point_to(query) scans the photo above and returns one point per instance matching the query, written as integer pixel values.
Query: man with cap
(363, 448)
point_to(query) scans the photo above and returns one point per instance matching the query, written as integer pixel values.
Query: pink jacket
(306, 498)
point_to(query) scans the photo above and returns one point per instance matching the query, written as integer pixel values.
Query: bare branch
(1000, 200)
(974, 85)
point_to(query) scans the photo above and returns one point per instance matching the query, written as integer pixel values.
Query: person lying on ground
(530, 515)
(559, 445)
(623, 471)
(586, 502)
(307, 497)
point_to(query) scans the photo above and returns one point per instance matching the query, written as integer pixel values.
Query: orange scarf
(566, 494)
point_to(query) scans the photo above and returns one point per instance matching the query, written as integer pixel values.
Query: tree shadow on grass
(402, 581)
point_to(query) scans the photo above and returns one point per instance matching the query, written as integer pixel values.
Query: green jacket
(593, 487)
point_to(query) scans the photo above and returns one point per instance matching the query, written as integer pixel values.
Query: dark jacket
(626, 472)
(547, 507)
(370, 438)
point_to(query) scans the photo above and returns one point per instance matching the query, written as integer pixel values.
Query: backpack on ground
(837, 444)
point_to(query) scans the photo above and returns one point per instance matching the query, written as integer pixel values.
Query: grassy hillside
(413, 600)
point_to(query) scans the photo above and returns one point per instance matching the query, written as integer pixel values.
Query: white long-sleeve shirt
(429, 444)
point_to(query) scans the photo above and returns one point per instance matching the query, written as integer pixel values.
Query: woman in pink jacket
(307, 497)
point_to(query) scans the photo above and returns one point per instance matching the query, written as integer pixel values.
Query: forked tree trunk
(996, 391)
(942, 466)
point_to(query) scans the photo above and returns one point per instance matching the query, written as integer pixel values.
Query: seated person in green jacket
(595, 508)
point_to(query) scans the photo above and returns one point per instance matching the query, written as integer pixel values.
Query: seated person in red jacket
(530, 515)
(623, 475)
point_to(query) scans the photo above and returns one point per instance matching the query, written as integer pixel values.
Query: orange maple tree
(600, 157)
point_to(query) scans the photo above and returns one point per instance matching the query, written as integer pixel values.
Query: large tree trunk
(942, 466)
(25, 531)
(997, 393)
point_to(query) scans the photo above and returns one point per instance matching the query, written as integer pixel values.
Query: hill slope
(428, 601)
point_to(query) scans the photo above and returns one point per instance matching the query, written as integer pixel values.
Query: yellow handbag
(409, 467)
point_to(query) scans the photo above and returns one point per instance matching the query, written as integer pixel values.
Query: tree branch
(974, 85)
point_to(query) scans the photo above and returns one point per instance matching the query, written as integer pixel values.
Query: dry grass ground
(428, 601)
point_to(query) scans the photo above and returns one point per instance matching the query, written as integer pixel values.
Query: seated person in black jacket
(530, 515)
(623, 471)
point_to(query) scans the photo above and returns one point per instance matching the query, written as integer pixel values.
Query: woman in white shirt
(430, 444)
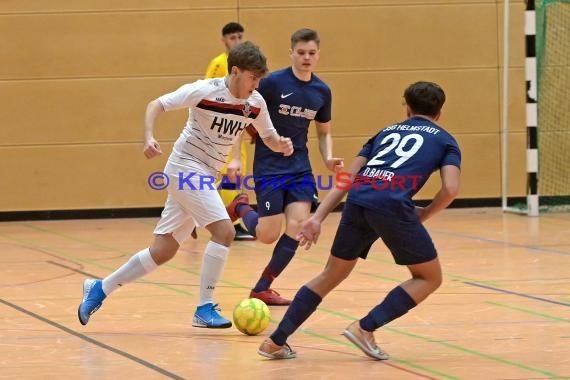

■ ■ ■

ASSIGNMENT: All of the material shown above needs to be duplicated exactly. Omit every picture.

WRITTEN REPLY:
point_to(query) scans the photo above and returns one point per instance matching the query, written as integer pixel values.
Query: man with cap
(363, 448)
point_to(query) scans the photo above and returns one point per instance matching the query, written as integer pixel values.
Query: pink jacket
(306, 498)
point_to(query) scans the photo above and returns one point per instance matching the query, written as integer pixel values.
Query: bare branch
(1000, 200)
(974, 85)
point_to(query) scans the photo above and returns one point per instance matching the query, written as integer pixel values.
Query: person lying on ground
(530, 515)
(559, 445)
(623, 471)
(586, 502)
(307, 497)
point_to(query) scans the photo above and returns one point per instance matching the query, written as integer pixel values.
Query: orange scarf
(566, 494)
point_to(query) scans the photo above and returns one point per instance matching the query, written as integer pixel values.
Query: tree shadow on grass
(402, 581)
point_to(query) scans the photo above and returns one point per instance matching the query, written as integer pixel values.
Query: green jacket
(593, 487)
point_to(query) scans the photo above and returns one point per instance matching the query, written as integer pixel values.
Query: dark jacket
(626, 472)
(547, 507)
(370, 438)
point_to(query) scans the photo above and returns one point per instance matching the query, written as integer pixel values.
Query: backpack on ground
(837, 444)
point_to(query) scans the photo above and returns one point per instance matching the query, written as integer pixel values.
Query: grassy hillside
(413, 600)
point_to(query) scans the photo above and returns one point per instance matching the query, written as integer pixel values.
Query: white long-sleeve shirt
(429, 444)
point_to(query) scans the photo above and returns one point per instance matching the query, written as integer pixel values.
Query: woman in pink jacket
(307, 497)
point_to(query) scans the photo above and returns one point per instance matching the query, written as integer pixel values.
Query: forked tree trunk
(996, 391)
(942, 466)
point_to(query) scans the photo above and returns one point per instance matching the query, written as integer pixel values.
Query: seated person in green jacket
(595, 508)
point_to(query) scans the photo above and returns one point per instance matching the query, written as integer pixel values.
Query: seated person in red jacket
(530, 515)
(623, 475)
point_to(query) scans the photo above and returns one point per instance matching the query, written as integer pixel values.
Query: orange maple tree
(600, 157)
point_to(query) scans the photo above and returns one point per instance matching the query, written as integer pixel values.
Query: large tree trunk
(942, 466)
(25, 531)
(997, 393)
point_to(query) scans the photo above and returns one point per instance matching the query, written as integer pixel values.
Query: hill slope
(428, 601)
point_to(query) scans the photo above and returns one point per instance matching the query, written as integer pixel values.
Query: yellow handbag
(409, 467)
point_to(query) scans the photo above and returns one point per instance matching the query, written as integer pixel values.
Query: tree branch
(974, 85)
point_to(query) scans the photo above and returns one point per instance matching the query, written as integer pixel values.
Query: dry grass ground
(428, 601)
point_to(query) scans the photo above and returns one point per instance matching the query, written as integer pixel values.
Query: seated person in black jacket
(530, 515)
(623, 471)
point_to(query) scans the photo above and returns one point per instance matching the query, written as integer pixel values.
Query: woman in white shirt
(430, 444)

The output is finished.